Entries from a pointing dataset
************

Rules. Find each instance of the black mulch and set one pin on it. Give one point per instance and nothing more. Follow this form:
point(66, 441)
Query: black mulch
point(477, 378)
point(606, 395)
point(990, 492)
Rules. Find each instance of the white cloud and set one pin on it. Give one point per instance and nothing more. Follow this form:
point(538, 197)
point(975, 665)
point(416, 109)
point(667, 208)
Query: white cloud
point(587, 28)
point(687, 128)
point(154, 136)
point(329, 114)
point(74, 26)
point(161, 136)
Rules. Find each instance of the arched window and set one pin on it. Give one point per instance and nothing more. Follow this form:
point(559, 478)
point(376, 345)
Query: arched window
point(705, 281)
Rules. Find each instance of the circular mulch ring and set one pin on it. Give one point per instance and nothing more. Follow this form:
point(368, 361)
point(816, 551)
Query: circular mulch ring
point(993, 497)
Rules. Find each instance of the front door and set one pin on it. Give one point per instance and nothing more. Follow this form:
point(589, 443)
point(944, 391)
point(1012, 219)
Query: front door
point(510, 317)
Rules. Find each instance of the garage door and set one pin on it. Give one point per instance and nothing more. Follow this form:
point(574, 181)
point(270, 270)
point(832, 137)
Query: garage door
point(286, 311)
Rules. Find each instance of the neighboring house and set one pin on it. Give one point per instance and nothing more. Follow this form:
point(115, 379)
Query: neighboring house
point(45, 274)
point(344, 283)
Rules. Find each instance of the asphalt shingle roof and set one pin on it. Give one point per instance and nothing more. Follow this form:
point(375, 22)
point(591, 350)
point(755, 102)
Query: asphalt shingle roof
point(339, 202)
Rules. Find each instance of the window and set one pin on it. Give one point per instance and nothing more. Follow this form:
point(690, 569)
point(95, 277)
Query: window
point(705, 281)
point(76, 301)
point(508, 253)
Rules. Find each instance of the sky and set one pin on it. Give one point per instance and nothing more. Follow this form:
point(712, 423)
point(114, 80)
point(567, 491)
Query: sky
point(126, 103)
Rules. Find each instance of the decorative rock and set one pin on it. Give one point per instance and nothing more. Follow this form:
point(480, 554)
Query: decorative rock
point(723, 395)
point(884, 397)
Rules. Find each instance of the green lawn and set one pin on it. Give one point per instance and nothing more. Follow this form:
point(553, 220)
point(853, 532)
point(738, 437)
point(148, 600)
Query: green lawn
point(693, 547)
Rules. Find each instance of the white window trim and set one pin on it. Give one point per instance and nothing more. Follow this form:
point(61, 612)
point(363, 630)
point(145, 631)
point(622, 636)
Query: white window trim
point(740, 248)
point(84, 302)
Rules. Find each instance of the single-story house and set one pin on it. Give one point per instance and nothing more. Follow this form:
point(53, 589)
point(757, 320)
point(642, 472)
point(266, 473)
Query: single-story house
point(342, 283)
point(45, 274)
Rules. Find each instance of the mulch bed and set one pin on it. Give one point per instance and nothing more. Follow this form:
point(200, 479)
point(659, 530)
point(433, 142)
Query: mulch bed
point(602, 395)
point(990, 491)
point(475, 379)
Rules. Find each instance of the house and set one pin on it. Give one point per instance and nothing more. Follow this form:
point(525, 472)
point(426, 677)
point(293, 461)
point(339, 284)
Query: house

************

# Set problem:
Please lay out every line of the entries above as a Markdown table with two columns, Row and Line, leaving out any blank lines.

# Worked solution:
| Row | Line |
|---|---|
| 1 | Rules. Find each instance of the black mulch and set one pin on it. Give one point per instance and nothing more. Follow this form: |
| 2 | point(66, 441) |
| 3 | Query: black mulch |
| 4 | point(477, 378) |
| 5 | point(606, 395) |
| 6 | point(990, 492) |
| 7 | Rules. Find each instance of the white cloud and set one pin on it. Give one point per instance and nothing more. Follow this form: |
| 8 | point(538, 197) |
| 9 | point(975, 665) |
| 10 | point(416, 109) |
| 11 | point(667, 208) |
| 12 | Query: white cloud |
| 13 | point(587, 28) |
| 14 | point(687, 128) |
| 15 | point(154, 136) |
| 16 | point(329, 114) |
| 17 | point(74, 26) |
| 18 | point(161, 136) |
| 19 | Rules. Find each instance of the arched window and set one pin on it. Give one point per instance and nothing more. Follow this form: |
| 20 | point(559, 478) |
| 21 | point(376, 345) |
| 22 | Query: arched window |
| 23 | point(705, 281) |
| 24 | Rules. Find each instance of the circular mulch ring and set one pin on it. Give one point per instance and nothing more. Follow this form: |
| 25 | point(368, 361) |
| 26 | point(816, 551) |
| 27 | Query: circular mulch ring |
| 28 | point(993, 497) |
| 29 | Rules. Find each instance of the front door and set one pin on it. Give one point per instance and nothing more. Follow this form: |
| 30 | point(589, 443) |
| 31 | point(944, 391) |
| 32 | point(1012, 219) |
| 33 | Query: front door |
| 34 | point(510, 317) |
| 35 | Rules. Find each instance of the garage door and set one pin on it. Give one point per instance and nothing more. Follow this form: |
| 36 | point(574, 181) |
| 37 | point(270, 270) |
| 38 | point(832, 137) |
| 39 | Query: garage door |
| 40 | point(286, 311) |
| 41 | Rules. Find each instance of the neighboring house and set one pin on it. Give one point per instance and nothing more. Follow this form: |
| 42 | point(115, 379) |
| 43 | Query: neighboring house |
| 44 | point(45, 274) |
| 45 | point(344, 283) |
| 46 | Rules. Find each instance of the asphalt shingle roof and set one pin on it. Give one point per instance and nothing more. Follow this form: |
| 47 | point(375, 22) |
| 48 | point(591, 350) |
| 49 | point(755, 102) |
| 50 | Query: asphalt shingle roof |
| 51 | point(339, 202) |
| 52 | Rules. Find each instance of the window and set one pin on it. Give one point per instance and nothing more. Follow this form: |
| 53 | point(690, 569) |
| 54 | point(95, 277) |
| 55 | Query: window |
| 56 | point(705, 281) |
| 57 | point(76, 301) |
| 58 | point(508, 253) |
| 59 | Rules. Find each instance of the sky and set one pin on it. Give one point per instance and nothing more. Follow this form: |
| 60 | point(712, 423) |
| 61 | point(114, 80) |
| 62 | point(567, 491) |
| 63 | Query: sky |
| 64 | point(126, 103) |
| 65 | Rules. Find each instance of the decorative rock and set one pin on it. Give one point per instance and nothing more. Follow this form: |
| 66 | point(480, 554) |
| 67 | Query: decorative rock |
| 68 | point(723, 395) |
| 69 | point(884, 397) |
| 70 | Rules. Find each instance of the green lawn and set one pin on it. Give one point per instance and nothing more. Follow this form: |
| 71 | point(553, 220) |
| 72 | point(853, 532) |
| 73 | point(738, 437) |
| 74 | point(148, 600) |
| 75 | Query: green lawn |
| 76 | point(693, 547) |
| 77 | Rules. Find each instance of the white window trim and set one pin on it. Give one point per instance and nothing more. Follow this form: |
| 78 | point(61, 612) |
| 79 | point(363, 630) |
| 80 | point(145, 631) |
| 81 | point(622, 636) |
| 82 | Query: white window trim |
| 83 | point(740, 248) |
| 84 | point(84, 302) |
| 85 | Rules. Find each instance of the single-story house and set one pin on it. Give one point per instance and nothing more. Follow this form: |
| 86 | point(53, 589) |
| 87 | point(757, 320) |
| 88 | point(642, 472) |
| 89 | point(266, 473) |
| 90 | Query: single-story house |
| 91 | point(342, 283) |
| 92 | point(45, 274) |
| 93 | Rules. Find each instance of the mulch bed and set one pin on it. Give one point per instance and nothing more. Follow this form: |
| 94 | point(200, 479) |
| 95 | point(659, 530) |
| 96 | point(433, 142) |
| 97 | Query: mulch bed |
| 98 | point(602, 395) |
| 99 | point(990, 491) |
| 100 | point(475, 379) |
| 101 | Rules. Find each instance of the house and set one pin on it. Give one point per instance and nothing more. Follow this form: |
| 102 | point(525, 472) |
| 103 | point(426, 677) |
| 104 | point(293, 461) |
| 105 | point(339, 284) |
| 106 | Query: house |